──────── Supplied entries ────────
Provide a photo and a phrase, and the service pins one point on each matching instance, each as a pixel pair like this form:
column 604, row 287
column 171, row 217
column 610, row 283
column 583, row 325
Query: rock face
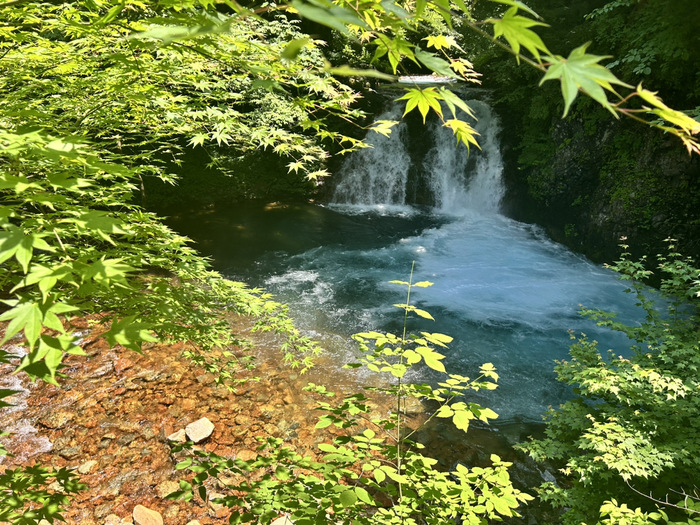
column 146, row 516
column 199, row 430
column 117, row 435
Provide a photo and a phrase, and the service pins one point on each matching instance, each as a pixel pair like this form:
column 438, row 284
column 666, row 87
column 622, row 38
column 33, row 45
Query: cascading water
column 379, row 174
column 464, row 179
column 457, row 179
column 504, row 291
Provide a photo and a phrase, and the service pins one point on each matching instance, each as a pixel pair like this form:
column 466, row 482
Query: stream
column 502, row 289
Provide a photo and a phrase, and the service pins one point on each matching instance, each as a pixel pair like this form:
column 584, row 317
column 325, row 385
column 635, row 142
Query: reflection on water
column 505, row 292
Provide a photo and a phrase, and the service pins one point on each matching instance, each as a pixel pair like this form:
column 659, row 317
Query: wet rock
column 87, row 467
column 216, row 510
column 70, row 452
column 126, row 439
column 145, row 516
column 246, row 455
column 178, row 437
column 103, row 510
column 167, row 487
column 199, row 430
column 56, row 420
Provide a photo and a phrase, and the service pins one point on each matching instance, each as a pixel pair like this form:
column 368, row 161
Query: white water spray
column 458, row 180
column 378, row 175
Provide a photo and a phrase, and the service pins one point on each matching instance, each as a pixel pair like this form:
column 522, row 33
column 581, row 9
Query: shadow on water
column 245, row 235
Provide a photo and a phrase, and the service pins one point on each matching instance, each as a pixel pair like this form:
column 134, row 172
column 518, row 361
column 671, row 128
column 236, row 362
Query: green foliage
column 632, row 429
column 31, row 494
column 374, row 473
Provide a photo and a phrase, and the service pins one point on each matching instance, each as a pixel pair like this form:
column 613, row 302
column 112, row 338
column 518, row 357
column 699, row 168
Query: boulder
column 146, row 516
column 199, row 430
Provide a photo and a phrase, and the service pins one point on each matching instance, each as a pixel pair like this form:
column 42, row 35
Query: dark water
column 506, row 293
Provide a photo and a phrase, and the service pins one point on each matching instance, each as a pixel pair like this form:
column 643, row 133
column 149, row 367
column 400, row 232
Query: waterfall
column 378, row 174
column 456, row 180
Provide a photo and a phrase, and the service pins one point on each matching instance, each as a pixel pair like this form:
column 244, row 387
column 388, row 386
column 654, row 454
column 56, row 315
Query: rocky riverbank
column 114, row 410
column 112, row 413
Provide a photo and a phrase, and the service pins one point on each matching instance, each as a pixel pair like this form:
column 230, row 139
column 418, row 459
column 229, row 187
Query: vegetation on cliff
column 98, row 97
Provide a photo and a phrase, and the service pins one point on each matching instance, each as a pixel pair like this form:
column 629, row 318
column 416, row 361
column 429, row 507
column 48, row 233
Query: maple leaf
column 424, row 100
column 582, row 71
column 516, row 30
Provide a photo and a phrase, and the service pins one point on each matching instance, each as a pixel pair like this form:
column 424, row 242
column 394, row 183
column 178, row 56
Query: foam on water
column 503, row 291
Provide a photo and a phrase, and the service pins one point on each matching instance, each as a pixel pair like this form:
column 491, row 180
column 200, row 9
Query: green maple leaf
column 516, row 30
column 424, row 100
column 582, row 71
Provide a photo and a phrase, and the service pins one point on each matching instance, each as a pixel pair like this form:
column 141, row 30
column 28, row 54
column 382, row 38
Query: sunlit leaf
column 582, row 71
column 516, row 30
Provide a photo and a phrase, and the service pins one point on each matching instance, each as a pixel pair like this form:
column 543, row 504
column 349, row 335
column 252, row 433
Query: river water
column 505, row 292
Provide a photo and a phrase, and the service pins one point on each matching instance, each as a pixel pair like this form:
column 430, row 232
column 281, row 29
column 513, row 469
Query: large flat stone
column 145, row 516
column 199, row 430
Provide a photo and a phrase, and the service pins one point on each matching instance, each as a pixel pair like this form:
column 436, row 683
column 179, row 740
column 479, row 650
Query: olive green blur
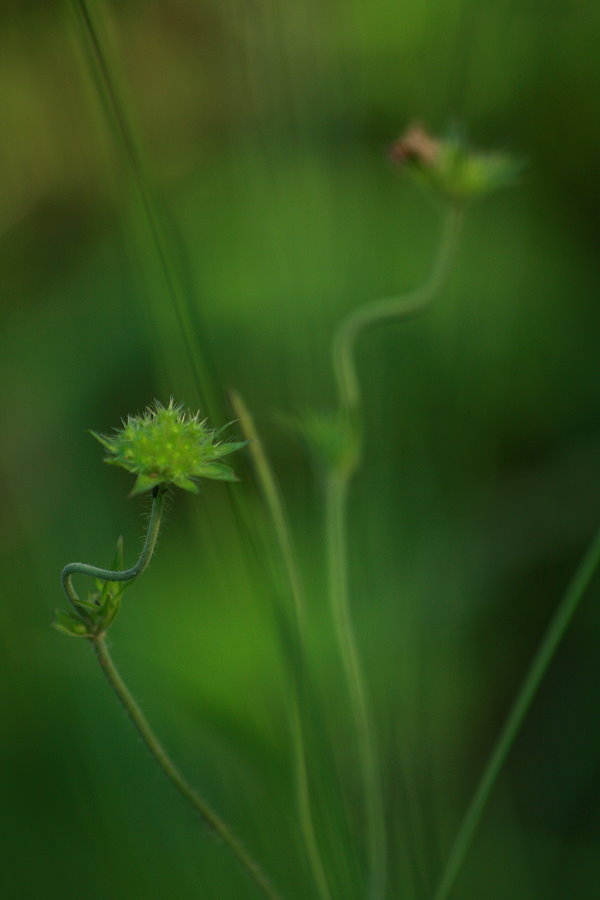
column 193, row 193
────────
Reproduce all of the records above with every occurrence of "Query" changed to "Prompt" and nothing else altered. Omit the pictures from your output.

> Exercise solution:
Provide a photo and a phrase, and the service pins one point on each matching instance, each as a pixel pair like this form:
column 604, row 287
column 171, row 217
column 610, row 283
column 583, row 325
Prompt: rock face
column 146, row 516
column 199, row 430
column 117, row 435
Provide a photo and a phrase, and the service pins one point on each matching instance, each as a pixel pair like this form:
column 438, row 284
column 666, row 87
column 622, row 38
column 33, row 45
Prompt: cascading water
column 379, row 174
column 464, row 179
column 457, row 179
column 504, row 291
Provide a photo and a phrase, and the service pins one point on each matching instance, each as a pixel pair like this form:
column 466, row 482
Prompt: stream
column 502, row 289
Provide a photo and a phrase, and the service pins one point on each matching instance, each as a pixel pair like this form:
column 584, row 317
column 325, row 385
column 635, row 142
Prompt: reflection on water
column 505, row 292
Provide a photo and a phrase, and the service pins one point on each matching instance, each as a pixel pair like this form:
column 659, row 317
Prompt: wet rock
column 87, row 467
column 216, row 510
column 70, row 452
column 126, row 439
column 145, row 516
column 246, row 455
column 178, row 437
column 103, row 510
column 167, row 487
column 199, row 430
column 56, row 420
Provide a photo and a phrase, and the service pins one point on each matching instance, each as a pixel pair like this form:
column 368, row 161
Prompt: white water spray
column 458, row 180
column 378, row 175
Provide a photo and a phrase, and the service pins one point on each matching instance, each as a pixel pair like this form:
column 522, row 33
column 581, row 9
Prompt: shadow on water
column 245, row 235
Provide a photo and a phrase, and the service pins one point on each matching instance, each as a pixel pair like this form:
column 134, row 172
column 518, row 361
column 671, row 128
column 236, row 362
Prompt: green foliage
column 632, row 429
column 31, row 494
column 374, row 473
Provide a photo and a phrase, and the service pins one point on each matching instance, each as a pixel pair like this form:
column 613, row 302
column 112, row 338
column 518, row 357
column 699, row 168
Prompt: boulder
column 146, row 516
column 199, row 430
Provide a photo and a phrase, and the service pins one point on each matching instance, each as a pixel pair like this form:
column 42, row 35
Prompt: dark water
column 506, row 293
Provide a photo and a phrase, and the service pins one point on each matching instance, each as a pixel pair like this form:
column 643, row 133
column 149, row 367
column 400, row 232
Prompt: waterfall
column 378, row 174
column 456, row 180
Provide a photo and a phrase, and the service pins one point on each matching instance, each as a pixel pair like this form:
column 244, row 387
column 388, row 386
column 654, row 454
column 56, row 315
Prompt: rocky riverbank
column 114, row 410
column 112, row 413
Provide a photo and a phrase, and the service pins one point on each matching instance, each as a pixel pair like this form:
column 230, row 139
column 418, row 459
column 229, row 187
Prompt: vegetation on cliff
column 98, row 97
Provide a photo and a phrase, and the service pins one point on each matching instance, each as a pixel pair like this form:
column 629, row 318
column 416, row 361
column 429, row 507
column 48, row 233
Prompt: maple leaf
column 424, row 100
column 582, row 71
column 516, row 30
Provide a photo and a phrase, and the service pins one point on each matching instance, each as a pixel pair like this form:
column 424, row 242
column 394, row 183
column 178, row 56
Prompt: foam on water
column 503, row 291
Provide a photo and a phrase, and the service pins one point on each matching instance, each as a pixel pair like this form:
column 491, row 180
column 200, row 9
Prompt: green maple leaf
column 516, row 30
column 424, row 100
column 582, row 71
Provide a photo and a phrase, and the service pins one point on each matching instance, each as a pixel pair like this form:
column 141, row 30
column 28, row 54
column 382, row 38
Prompt: sunlit leaf
column 582, row 71
column 516, row 30
Provide a photo and a phrase, and the service pins one point on each matching instance, each as a pixel pair like this form:
column 543, row 504
column 349, row 335
column 252, row 433
Prompt: river water
column 505, row 292
Provide a photo and a phrase, and the service pins one point on each matching instance, each as a pixel pair like this form:
column 430, row 232
column 281, row 29
column 513, row 469
Prompt: large flat stone
column 145, row 516
column 199, row 430
Provide a photo and a phrase, and the service pins one point on each matching instance, each as a pixel pair like this form:
column 436, row 683
column 179, row 740
column 479, row 650
Prompt: olive green blur
column 193, row 193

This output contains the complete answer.